ASSIGNED TASK | The expected output is every entry, repeated exactly.

DATA FOR THE TASK |
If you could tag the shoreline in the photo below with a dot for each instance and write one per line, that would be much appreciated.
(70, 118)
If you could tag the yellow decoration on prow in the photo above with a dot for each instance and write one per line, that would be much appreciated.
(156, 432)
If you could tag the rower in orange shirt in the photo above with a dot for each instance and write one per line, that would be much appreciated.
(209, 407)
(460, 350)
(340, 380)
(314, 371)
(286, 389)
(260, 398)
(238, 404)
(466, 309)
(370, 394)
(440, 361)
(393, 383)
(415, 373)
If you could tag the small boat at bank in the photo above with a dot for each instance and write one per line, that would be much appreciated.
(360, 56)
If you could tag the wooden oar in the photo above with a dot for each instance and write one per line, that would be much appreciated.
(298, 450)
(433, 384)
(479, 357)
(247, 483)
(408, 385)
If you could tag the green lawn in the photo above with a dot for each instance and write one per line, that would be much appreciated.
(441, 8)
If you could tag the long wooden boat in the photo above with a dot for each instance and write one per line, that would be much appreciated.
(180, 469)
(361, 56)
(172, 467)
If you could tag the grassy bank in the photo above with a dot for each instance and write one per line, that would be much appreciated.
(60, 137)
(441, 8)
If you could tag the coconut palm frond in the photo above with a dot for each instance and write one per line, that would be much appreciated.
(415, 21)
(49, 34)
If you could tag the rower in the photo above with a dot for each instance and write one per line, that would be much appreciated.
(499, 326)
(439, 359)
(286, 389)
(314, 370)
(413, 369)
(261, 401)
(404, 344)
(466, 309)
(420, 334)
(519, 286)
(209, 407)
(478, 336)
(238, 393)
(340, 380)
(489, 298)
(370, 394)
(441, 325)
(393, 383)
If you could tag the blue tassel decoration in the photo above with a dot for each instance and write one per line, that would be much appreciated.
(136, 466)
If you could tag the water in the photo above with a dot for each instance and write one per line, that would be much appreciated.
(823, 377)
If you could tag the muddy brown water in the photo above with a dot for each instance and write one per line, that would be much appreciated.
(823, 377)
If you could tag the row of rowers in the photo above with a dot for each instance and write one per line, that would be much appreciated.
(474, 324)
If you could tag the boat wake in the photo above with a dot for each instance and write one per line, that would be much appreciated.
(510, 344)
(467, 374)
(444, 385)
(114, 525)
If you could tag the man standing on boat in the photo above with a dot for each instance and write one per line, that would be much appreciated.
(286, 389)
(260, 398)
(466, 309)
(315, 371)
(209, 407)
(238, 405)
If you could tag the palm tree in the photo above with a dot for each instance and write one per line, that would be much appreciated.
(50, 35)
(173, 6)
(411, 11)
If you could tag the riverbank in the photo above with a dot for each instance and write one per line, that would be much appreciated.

SOLUTION TO THE EXERCISE |
If you could tag the shoreline in the photo below with a dot for each instance and write one per line, that would be much appreciated.
(70, 118)
If you could tag the yellow decoration on prow in the photo above with a dot for each instance and write one per line, that would be much appreciated.
(156, 432)
If you could tag the rower in orange shirt in the photo above with a dot for each instance and write one per line, that would be much appreciated.
(209, 407)
(460, 350)
(340, 380)
(314, 371)
(286, 389)
(260, 398)
(238, 404)
(466, 309)
(370, 394)
(440, 361)
(393, 383)
(415, 373)
If you could tag the small boat at bank in the photo above with a dot for each instance and write one per line, that would be much appreciated.
(360, 56)
If you could tag the wooden oar in the photo above with a dot for each instance and write one per line, that would be much appreciated.
(298, 450)
(433, 384)
(479, 357)
(247, 483)
(408, 385)
If you could tag the green lawn in the photo above with a dot for each instance and write one per line, that would be much appreciated.
(441, 8)
If you could tag the long wooden boat in the photo above with a dot for each instance and write one per line, that would be much appreciated.
(180, 469)
(361, 56)
(172, 467)
If you could tag the grassy bank in the photo above with a dot for each instance and write one per line, that would be much appreciated.
(60, 137)
(441, 8)
If you could tag the coconut palm frond in the photo above with a dot for each instance and write one per line, that would be much appreciated.
(415, 21)
(49, 34)
If you could tag the rower in the photo above with a dot for each instance and write one per line, that would be much appreciated.
(499, 326)
(439, 359)
(286, 389)
(314, 370)
(413, 369)
(261, 401)
(404, 344)
(466, 309)
(420, 334)
(519, 286)
(209, 407)
(478, 336)
(238, 393)
(340, 380)
(489, 298)
(370, 394)
(441, 325)
(393, 383)
If you could tag the blue tassel decoration in the photo above with a dot for each instance and write one per line, that would be much appreciated.
(136, 466)
If you could tag the water in the photo above with a dot for each instance and write one per line, that would be much appreciated.
(823, 377)
If you could tag the muddy brown water in the photo above with a dot for each instance and write one per line, that would be much appreciated.
(823, 377)
If you could tag the row of rowers in the photo above with a dot for each instance and write one per line, that would be much appreciated.
(474, 324)
If you could tag the boat wake in the photo above with a dot for each instance and write one per line, that would be much appreciated.
(510, 344)
(467, 374)
(444, 385)
(114, 525)
If you could tag the man standing on boat in the photo above with a dot for each instance and write one per line, that would be much appreciated.
(286, 389)
(260, 398)
(466, 309)
(315, 371)
(209, 407)
(238, 405)
If you could tag the palm tree in the photo above with a dot for each instance and write one per line, that would be much appreciated.
(50, 35)
(173, 6)
(411, 11)
If you could tag the riverbank in the photo above with a dot for each instance and write one per line, that would be much appreciated.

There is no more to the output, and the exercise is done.